:: EXERCISE ::
Check each line of the listing for the word "sidewalk" and report the ones that have it.

:: RECORDS SHOWN ::
- - - -

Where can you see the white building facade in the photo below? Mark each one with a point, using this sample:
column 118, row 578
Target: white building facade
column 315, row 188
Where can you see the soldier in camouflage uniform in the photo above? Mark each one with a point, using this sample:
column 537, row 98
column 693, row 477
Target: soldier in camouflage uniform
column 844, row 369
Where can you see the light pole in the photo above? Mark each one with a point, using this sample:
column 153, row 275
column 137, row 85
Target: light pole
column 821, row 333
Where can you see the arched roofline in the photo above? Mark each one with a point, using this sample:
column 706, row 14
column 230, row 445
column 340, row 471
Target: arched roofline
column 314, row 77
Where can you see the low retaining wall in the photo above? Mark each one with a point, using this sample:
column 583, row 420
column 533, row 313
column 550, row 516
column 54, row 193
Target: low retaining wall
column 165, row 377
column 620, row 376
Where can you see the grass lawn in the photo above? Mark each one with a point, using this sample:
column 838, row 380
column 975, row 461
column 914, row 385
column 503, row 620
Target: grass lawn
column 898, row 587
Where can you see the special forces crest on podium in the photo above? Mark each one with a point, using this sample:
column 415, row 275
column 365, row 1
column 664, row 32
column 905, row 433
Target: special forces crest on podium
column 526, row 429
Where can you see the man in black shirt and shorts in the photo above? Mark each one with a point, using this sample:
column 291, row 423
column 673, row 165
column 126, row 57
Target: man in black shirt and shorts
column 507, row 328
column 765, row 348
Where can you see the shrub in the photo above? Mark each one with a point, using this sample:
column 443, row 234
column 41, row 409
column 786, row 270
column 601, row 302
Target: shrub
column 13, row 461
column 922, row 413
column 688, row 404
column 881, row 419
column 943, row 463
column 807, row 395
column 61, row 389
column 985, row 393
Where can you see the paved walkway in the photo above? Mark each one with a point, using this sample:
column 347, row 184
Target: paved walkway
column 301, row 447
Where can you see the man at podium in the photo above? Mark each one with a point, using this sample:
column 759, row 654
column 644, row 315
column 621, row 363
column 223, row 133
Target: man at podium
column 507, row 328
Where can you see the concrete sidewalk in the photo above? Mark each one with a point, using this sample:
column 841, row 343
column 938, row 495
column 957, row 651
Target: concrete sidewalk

- - - -

:: RESPONSE BELOW ::
Where can you see the concrete sidewalk in the photo above? Mark each one with a point, using this sample:
Target: concrete sidewalk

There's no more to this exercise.